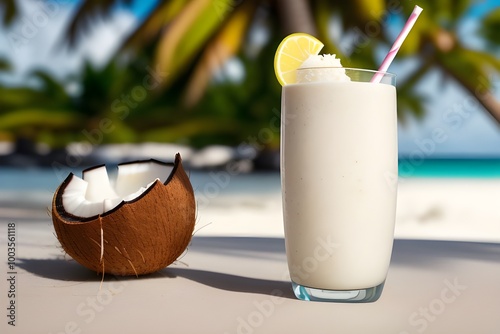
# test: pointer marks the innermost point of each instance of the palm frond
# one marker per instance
(490, 28)
(90, 10)
(225, 44)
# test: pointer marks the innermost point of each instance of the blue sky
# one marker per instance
(476, 135)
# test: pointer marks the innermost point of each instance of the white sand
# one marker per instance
(446, 209)
(441, 209)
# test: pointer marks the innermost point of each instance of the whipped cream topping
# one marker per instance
(321, 68)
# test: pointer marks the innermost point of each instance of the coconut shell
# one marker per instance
(137, 237)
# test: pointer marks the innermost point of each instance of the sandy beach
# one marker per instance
(250, 205)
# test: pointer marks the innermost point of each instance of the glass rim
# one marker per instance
(390, 74)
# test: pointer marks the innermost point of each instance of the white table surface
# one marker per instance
(239, 285)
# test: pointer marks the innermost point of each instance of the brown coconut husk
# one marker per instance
(137, 237)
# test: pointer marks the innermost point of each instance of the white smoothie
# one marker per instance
(339, 158)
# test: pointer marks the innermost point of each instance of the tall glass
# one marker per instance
(339, 182)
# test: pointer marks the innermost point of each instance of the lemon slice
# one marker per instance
(291, 53)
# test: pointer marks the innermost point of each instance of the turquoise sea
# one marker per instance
(450, 168)
(48, 179)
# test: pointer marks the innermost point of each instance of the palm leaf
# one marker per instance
(150, 30)
(88, 11)
(186, 36)
(226, 43)
(490, 28)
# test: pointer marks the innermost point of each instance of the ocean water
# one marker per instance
(450, 168)
(46, 179)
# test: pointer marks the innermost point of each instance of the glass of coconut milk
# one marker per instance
(339, 182)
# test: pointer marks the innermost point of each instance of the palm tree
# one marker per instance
(201, 35)
(187, 41)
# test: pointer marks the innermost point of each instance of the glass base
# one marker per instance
(368, 295)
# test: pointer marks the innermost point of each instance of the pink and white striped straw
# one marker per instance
(397, 44)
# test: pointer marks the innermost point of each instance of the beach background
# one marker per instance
(441, 200)
(82, 84)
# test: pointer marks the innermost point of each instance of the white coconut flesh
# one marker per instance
(96, 193)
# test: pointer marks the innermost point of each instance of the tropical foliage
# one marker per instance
(169, 81)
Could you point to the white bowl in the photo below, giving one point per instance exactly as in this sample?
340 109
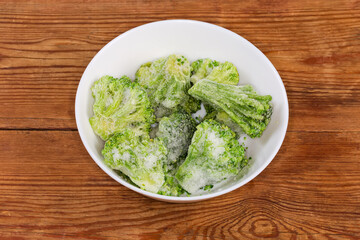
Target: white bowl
194 40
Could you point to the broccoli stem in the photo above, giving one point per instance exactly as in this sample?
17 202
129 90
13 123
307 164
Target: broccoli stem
243 105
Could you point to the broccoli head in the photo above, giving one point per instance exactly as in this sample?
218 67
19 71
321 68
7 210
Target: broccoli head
214 155
166 80
242 104
215 71
140 158
120 104
176 132
224 118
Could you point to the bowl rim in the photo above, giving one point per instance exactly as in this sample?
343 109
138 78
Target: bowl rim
114 176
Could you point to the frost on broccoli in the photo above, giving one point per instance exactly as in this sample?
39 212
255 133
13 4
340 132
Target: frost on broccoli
215 71
242 104
166 80
176 132
120 104
214 155
224 118
140 158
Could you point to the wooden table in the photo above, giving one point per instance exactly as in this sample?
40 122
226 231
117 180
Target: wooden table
50 187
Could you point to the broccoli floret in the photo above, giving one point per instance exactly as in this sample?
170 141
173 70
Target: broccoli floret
244 106
120 104
224 118
176 132
166 80
214 155
171 187
215 71
140 158
190 104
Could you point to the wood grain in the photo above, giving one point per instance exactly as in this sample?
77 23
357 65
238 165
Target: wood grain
51 189
45 47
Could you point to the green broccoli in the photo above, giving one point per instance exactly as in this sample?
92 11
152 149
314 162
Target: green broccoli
176 132
166 80
140 158
190 104
215 71
244 106
222 117
214 155
120 104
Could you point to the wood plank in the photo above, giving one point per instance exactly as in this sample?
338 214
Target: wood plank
45 47
50 188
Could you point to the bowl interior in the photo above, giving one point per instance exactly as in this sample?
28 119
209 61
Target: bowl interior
194 40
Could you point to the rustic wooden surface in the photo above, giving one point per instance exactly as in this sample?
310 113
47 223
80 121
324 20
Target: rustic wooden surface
50 188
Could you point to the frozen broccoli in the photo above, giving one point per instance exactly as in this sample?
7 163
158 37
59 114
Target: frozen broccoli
140 158
166 80
244 106
215 71
120 104
176 132
214 155
222 117
190 104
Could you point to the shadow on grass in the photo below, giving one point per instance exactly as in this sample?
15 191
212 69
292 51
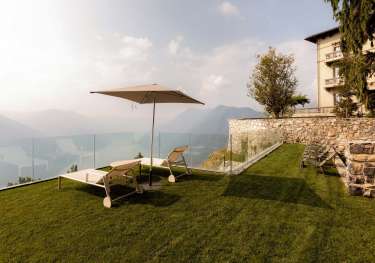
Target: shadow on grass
283 189
195 177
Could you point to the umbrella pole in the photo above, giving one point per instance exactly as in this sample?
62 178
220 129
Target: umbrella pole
152 145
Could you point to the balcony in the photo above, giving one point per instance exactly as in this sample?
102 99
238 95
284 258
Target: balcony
334 82
334 56
310 112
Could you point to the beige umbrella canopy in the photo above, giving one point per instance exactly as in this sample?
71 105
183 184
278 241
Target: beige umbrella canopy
150 94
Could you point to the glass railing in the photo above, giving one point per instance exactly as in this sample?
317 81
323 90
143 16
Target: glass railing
29 160
245 147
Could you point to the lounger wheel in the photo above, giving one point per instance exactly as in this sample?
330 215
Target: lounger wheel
171 178
107 202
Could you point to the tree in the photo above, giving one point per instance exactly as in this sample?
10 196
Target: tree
357 26
273 83
299 100
345 107
138 156
73 168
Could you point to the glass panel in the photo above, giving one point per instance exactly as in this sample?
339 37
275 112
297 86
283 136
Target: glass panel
209 151
16 162
58 155
120 146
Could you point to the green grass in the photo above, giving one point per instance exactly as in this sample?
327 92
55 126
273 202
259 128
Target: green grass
272 212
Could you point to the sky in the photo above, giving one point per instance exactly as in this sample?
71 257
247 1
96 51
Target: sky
52 52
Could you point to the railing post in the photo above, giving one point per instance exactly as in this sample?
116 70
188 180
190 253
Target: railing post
32 159
94 148
231 154
190 150
159 139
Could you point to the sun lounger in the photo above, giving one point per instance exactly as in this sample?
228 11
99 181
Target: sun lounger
175 158
118 175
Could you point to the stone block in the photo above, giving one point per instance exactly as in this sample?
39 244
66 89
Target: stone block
360 179
359 157
369 171
370 180
356 189
355 168
361 148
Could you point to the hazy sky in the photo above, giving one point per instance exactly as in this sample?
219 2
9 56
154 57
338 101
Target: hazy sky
52 53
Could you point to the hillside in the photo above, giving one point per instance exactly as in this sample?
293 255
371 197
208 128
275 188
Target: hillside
12 130
208 121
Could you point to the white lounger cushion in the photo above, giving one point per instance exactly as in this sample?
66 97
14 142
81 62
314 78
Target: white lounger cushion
89 176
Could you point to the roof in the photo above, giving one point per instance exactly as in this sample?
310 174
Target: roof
327 33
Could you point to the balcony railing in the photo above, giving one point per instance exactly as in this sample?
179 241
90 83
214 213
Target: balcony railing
319 110
334 82
335 55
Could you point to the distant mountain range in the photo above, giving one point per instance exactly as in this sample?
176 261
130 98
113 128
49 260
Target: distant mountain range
208 121
66 123
12 130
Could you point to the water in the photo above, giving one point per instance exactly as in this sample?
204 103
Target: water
42 158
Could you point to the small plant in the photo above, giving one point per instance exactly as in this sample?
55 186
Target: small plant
73 168
345 107
138 156
24 180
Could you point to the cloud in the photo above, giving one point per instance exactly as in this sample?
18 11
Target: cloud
212 82
174 45
228 9
135 48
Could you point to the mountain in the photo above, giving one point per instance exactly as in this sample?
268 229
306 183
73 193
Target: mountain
66 123
12 130
208 121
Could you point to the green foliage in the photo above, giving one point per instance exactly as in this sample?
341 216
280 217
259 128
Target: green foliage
357 26
299 100
23 180
73 168
273 83
345 107
138 156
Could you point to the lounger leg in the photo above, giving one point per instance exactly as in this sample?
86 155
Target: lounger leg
188 171
59 182
107 202
171 177
138 187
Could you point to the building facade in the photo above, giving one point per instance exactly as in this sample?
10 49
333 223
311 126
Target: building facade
328 79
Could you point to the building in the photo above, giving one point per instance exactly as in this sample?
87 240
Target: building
329 81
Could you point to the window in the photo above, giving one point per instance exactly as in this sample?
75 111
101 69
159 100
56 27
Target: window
337 48
336 98
336 72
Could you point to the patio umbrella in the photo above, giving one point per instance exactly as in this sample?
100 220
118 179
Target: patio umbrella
150 94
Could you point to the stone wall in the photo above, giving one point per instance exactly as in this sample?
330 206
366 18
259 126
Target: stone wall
360 171
354 137
320 130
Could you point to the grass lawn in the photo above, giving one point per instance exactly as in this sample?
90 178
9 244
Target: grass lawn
272 212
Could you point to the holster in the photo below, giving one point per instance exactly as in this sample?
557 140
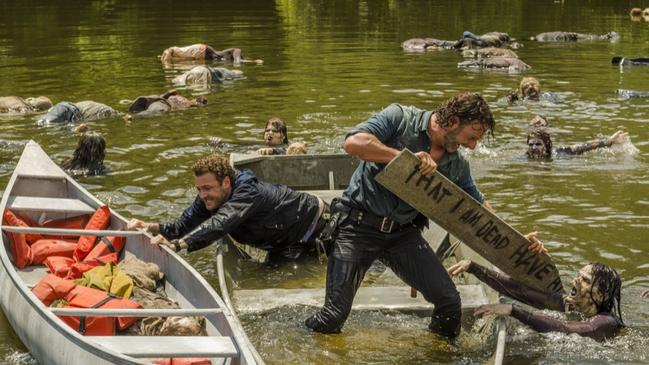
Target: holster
339 212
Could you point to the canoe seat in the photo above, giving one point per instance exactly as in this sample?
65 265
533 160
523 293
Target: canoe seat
43 204
31 275
326 195
169 346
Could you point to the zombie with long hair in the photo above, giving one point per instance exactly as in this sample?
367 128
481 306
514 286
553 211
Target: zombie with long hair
276 140
595 294
88 157
539 144
529 89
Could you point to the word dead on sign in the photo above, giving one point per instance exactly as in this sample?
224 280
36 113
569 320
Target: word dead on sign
461 215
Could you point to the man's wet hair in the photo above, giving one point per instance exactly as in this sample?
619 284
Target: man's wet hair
544 136
216 164
468 107
608 282
89 155
280 126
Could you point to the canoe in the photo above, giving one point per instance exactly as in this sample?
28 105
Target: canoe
39 189
327 176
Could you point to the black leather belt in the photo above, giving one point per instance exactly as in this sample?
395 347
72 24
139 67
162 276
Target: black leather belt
322 221
383 224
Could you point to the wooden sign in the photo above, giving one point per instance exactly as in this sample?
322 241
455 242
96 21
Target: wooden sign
461 215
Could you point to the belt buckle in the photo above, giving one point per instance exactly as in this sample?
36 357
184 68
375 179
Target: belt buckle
383 224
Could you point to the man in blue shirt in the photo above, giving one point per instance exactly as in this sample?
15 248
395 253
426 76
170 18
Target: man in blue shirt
379 225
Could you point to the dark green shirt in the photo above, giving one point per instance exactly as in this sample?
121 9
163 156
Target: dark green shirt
401 127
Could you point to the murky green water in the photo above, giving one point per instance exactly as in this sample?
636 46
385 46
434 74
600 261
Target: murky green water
327 66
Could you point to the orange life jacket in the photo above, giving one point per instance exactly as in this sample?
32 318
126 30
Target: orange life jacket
52 287
105 246
49 247
99 220
58 265
20 250
83 297
76 270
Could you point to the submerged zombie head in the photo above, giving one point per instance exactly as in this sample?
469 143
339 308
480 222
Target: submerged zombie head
538 121
596 289
88 157
530 88
539 144
275 133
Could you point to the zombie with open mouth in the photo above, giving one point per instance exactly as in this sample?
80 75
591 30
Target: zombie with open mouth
595 294
539 144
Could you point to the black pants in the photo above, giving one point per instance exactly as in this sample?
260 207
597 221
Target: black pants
407 254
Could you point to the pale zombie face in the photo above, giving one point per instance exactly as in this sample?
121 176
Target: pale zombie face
273 136
579 298
211 191
536 148
467 136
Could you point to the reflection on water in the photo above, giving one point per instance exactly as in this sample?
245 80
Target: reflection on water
369 337
327 66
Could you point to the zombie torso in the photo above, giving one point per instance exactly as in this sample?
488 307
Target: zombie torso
599 327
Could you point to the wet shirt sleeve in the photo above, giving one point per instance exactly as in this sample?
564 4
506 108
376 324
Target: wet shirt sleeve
189 219
243 202
467 183
599 327
384 125
507 286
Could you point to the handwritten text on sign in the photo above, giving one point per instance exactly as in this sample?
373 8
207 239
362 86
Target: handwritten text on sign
457 212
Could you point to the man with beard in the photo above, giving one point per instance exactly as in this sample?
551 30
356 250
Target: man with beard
539 144
267 216
595 294
375 224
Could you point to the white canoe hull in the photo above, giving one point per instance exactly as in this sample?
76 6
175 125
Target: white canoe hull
49 339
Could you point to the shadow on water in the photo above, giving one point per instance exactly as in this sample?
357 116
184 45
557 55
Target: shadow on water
368 337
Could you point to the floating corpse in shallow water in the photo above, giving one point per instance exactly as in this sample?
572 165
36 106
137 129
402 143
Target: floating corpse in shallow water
83 111
203 52
575 37
489 52
496 63
416 44
629 94
491 39
156 104
623 61
530 90
88 157
15 104
539 144
203 76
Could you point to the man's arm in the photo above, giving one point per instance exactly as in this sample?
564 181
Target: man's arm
188 220
505 285
244 202
599 327
367 141
368 147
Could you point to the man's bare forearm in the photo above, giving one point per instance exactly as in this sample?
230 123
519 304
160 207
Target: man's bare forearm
368 148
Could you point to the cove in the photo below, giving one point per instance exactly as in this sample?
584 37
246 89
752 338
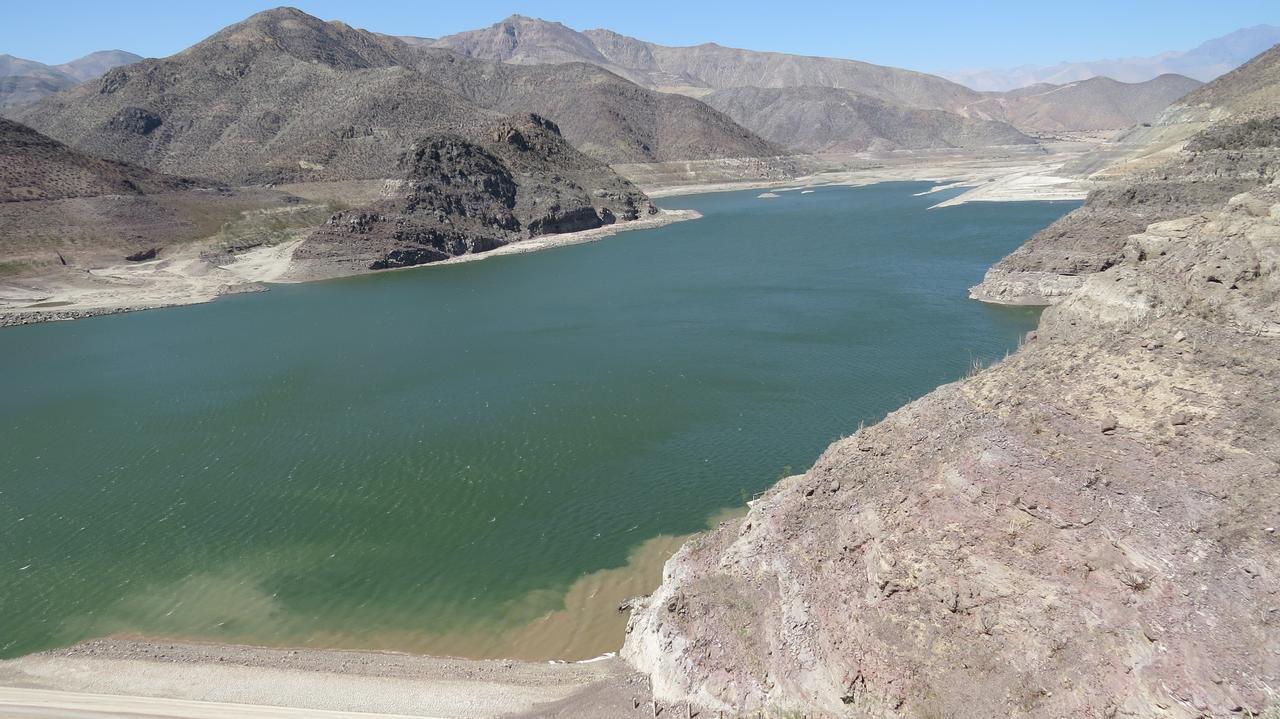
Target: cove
434 459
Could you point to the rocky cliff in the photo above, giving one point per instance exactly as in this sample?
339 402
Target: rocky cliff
1087 529
464 196
1235 147
33 166
283 96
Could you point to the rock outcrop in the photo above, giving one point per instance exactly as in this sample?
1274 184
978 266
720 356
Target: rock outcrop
464 196
33 166
1087 529
283 96
1238 149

* _Work to be completed_: Reproduce, word for word, every line from the one that contains "Could you point to the handwritten" to the end of the data, including both ends; omit all pictures.

* _Complete response_:
Could you point to the handwritten text on sign in the photo above, giving one point per instance exactly as in this sample?
373 8
207 239
362 86
Target: handwritten text on sign
457 212
Could you point to the man with beard in the photo above, giving one point per instance exactly as in this sample?
551 30
356 250
Target: man with beard
539 144
267 216
595 294
375 224
Could you point to the white canoe hull in the photo above, giving one point per instance exactly as in this sample?
76 6
175 125
Target: white canoe hull
49 339
Could you point to the shadow on water in the photo above, giving one point per instance exactly as in this sample?
357 116
184 45
557 55
Target: shadow on water
368 337
Could you point to the floating corpse in shallow water in the photo above, giving one point per instance exactly as in this sample?
572 165
36 106
137 129
402 143
Target: floating corpse in shallow water
83 111
203 52
575 37
489 52
496 63
416 44
629 94
491 39
156 104
623 61
530 90
88 157
15 104
539 144
203 76
Could you point to the man's arm in the photo above, giving one point per instance exactly as in this sample?
564 181
Target: man's arm
188 220
505 285
244 202
599 327
367 141
368 147
Could you point to the man's bare forearm in the photo above, giving one point per instance exactly as in this sample?
230 123
519 304
160 207
Target: man's bare forearm
368 148
Could you point to the cove in the photo below, giving one point per instance exactly as in this sample?
584 37
246 89
752 338
Target: cove
434 459
Could you point to the rocky cliff in the photo above, giving one point per instance exactly as in this sample?
339 402
Target: rocky cliff
1087 529
464 196
1235 147
33 166
283 96
Could you point to the rock outcrop in the photo above, giving one point per instance exactly as in this sample?
1274 184
978 266
720 356
Target: rock outcrop
464 196
33 166
1087 529
283 96
1238 149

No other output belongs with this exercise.